Stated exercise - Copy out each line below exactly as it appears.

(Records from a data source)
------------

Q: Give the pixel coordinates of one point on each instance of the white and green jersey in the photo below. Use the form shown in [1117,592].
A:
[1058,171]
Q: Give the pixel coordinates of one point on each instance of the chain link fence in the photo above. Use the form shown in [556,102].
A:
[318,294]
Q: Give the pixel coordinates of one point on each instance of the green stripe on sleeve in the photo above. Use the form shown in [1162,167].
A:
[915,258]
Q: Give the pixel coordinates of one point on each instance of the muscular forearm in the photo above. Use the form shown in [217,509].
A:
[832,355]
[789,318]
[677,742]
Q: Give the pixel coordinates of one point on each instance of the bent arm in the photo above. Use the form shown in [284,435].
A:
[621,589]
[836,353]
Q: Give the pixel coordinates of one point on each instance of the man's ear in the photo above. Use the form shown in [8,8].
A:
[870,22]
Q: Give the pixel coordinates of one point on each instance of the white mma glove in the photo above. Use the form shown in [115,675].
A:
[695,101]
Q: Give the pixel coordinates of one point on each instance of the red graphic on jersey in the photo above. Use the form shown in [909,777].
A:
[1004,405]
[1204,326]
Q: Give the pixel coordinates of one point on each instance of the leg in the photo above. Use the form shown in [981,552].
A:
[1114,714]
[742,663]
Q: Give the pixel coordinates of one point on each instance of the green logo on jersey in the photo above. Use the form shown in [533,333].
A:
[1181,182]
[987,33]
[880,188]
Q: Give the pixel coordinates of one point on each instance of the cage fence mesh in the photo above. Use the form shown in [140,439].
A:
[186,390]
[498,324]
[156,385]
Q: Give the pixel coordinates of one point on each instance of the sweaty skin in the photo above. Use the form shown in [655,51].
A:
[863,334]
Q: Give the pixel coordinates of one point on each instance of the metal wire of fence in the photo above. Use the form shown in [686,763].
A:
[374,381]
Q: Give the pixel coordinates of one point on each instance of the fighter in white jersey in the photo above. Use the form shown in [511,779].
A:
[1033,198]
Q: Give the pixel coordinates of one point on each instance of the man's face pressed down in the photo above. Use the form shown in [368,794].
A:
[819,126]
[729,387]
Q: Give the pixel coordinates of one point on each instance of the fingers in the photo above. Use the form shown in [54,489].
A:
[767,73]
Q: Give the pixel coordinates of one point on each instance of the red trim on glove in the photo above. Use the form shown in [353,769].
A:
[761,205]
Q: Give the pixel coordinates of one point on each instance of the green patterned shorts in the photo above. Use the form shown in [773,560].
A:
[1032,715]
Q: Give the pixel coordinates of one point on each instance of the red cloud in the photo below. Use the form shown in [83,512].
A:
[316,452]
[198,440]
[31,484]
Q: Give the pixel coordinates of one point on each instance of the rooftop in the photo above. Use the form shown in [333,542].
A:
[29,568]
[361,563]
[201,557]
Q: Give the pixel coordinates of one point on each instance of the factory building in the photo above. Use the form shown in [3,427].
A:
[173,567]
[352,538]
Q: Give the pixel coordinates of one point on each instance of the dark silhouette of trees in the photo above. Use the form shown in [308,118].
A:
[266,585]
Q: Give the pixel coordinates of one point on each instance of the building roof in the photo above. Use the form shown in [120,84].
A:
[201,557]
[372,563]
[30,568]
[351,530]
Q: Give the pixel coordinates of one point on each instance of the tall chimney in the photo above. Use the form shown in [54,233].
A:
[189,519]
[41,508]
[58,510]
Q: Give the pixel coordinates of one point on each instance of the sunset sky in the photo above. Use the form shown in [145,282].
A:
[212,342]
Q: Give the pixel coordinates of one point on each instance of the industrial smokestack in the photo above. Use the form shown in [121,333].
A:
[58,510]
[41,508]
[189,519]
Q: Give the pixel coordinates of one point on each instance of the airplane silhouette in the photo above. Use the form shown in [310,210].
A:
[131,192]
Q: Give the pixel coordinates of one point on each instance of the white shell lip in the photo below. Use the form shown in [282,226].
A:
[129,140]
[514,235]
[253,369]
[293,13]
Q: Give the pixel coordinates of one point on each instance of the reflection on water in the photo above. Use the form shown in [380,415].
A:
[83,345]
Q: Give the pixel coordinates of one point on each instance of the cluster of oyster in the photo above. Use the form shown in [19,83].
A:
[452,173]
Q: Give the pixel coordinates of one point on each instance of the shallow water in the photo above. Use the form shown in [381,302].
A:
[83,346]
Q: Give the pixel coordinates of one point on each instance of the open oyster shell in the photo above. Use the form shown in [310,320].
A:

------------

Task answer -
Q: Give the pixel coordinates of one point on each instance of the white and green jersey in the photo below. Use the form shown in [1117,592].
A:
[1058,171]
Q: Give the pixel coordinates of one point on each instance of the chain link fence in the photo above. Use the form shown in [556,102].
A:
[318,294]
Q: Give the pixel coordinates of one point on each instance of the green stripe on sleeve in the photo above. Use the form shown in [1162,167].
A:
[915,258]
Q: Give the pixel coordinates of one point on each instance of the muscular forearm in the photo above. Use the form shown in [217,509].
A:
[832,355]
[789,318]
[677,742]
Q: Give the pixel coordinates of one point on each instance of the bent arm in the photo above. Use the form shown in [284,435].
A:
[621,589]
[836,353]
Q: Give the pixel coordinates of one point on each instance of the man's ear in the photo above. Use the form shown in [8,8].
A:
[870,22]
Q: Give the pixel coordinates of one point on each instance of the white mma glove in the photo above. Use the form shown in [115,675].
A:
[695,101]
Q: Give the pixel coordinates of one point on each instance of the red graphic on jersey in the photo above. Use the form shown in [909,777].
A:
[1004,405]
[1204,326]
Q: Give the pixel coordinates of one point on each instance of the leg in the photo above. Use the form shown in [981,552].
A:
[1114,714]
[742,663]
Q: Give the pixel coordinates of one point on each instance of the green logo on jersey in the photo above. Use the form shown in [533,333].
A:
[1181,182]
[987,33]
[880,188]
Q: Give the pixel coordinates of one point on each instance of the cage fence mesh in the photo above. Use the form shown in [140,439].
A:
[186,390]
[498,324]
[156,385]
Q: Give the pixel coordinates of one point on each instance of the sweaty skin in the photo above. Use the form shown in [655,51].
A:
[863,334]
Q: Give the pixel coordinates of one point on each instance of the metal wire of fence in the photo above. Use the form shown in [686,763].
A:
[374,381]
Q: Give the pixel coordinates of one point on each instance of the fighter in white jersey in the photo above. Use the form shown in [511,779].
A:
[1033,198]
Q: Give the pixel coordinates of one point on each instance of the man's face pressed down in the photo above. Use the form shown in [368,794].
A:
[819,126]
[729,387]
Q: Give the pixel coordinates of one point on each instance of the fingers in the photo above. Use the form shown in [54,489].
A:
[767,73]
Q: Give the pixel coordinates of one point on each instance of the red trim on glove in the photo above. Use the form shown in [353,769].
A:
[761,205]
Q: Give the pixel coordinates of one point on each instance of the green patterned shorts in the photo above. Use the form shown in [773,560].
A:
[1032,715]
Q: Give the pixel coordinates of one point on each instance of the red cloud in the photo below. Use the form shown in [83,512].
A:
[316,452]
[198,440]
[31,484]
Q: Give the pixel coordinates of one point on each instance of the rooftop in the photo above. Use the form shown in [333,542].
A:
[29,568]
[361,563]
[201,557]
Q: Give the pixel coordinates of one point on each instance of the factory building in the photo above. Use the form shown in [3,427].
A:
[173,567]
[352,538]
Q: Give the pixel coordinates of one point on each instance of the dark silhouette of trees in the photo above. Use the form shown in [308,118].
A:
[266,585]
Q: Give the pixel coordinates of one point on each instance of the building roof in the photo above. Use the form shown in [120,84].
A:
[201,557]
[372,563]
[30,568]
[351,530]
Q: Give the pixel coordinates of one point on each instance of the tall chimney in the photo above. Use the form shown in [54,233].
A:
[189,519]
[41,508]
[58,510]
Q: Give the pixel coordinates of one point on each instance of the sunset sky in the photo above. Use the form shown in [145,282].
A:
[212,342]
Q: Give the pixel coordinates of one point on each instance of the industrial smokestack in the photo above. Use the form shown in [121,333].
A:
[58,510]
[41,508]
[189,519]
Q: Give the pixel coordinates of one point on each instance of the airplane silhouette in the photo above. Use the form shown in [310,210].
A:
[131,192]
Q: Give the pixel coordinates of one point on each instance of the white shell lip in the photo below. Use the form shown in [282,226].
A:
[129,140]
[514,235]
[253,369]
[293,13]
Q: Give the pixel coordinates of one point on each instance of the reflection on water in the photo above. Use the form shown in [380,415].
A:
[83,345]
Q: Give the pixel coordinates of one point on each instance of the cluster of oyster in the photo above. Use the form shown in [19,83].
A:
[452,173]
Q: Give the pixel coordinates of one point on each instance of the shallow water in the photo above. Use the form shown in [381,302].
A:
[83,346]
Q: Give the pixel coordinates of one point on each instance of the open oyster shell in the photo above. Use the form shown in [310,320].
A:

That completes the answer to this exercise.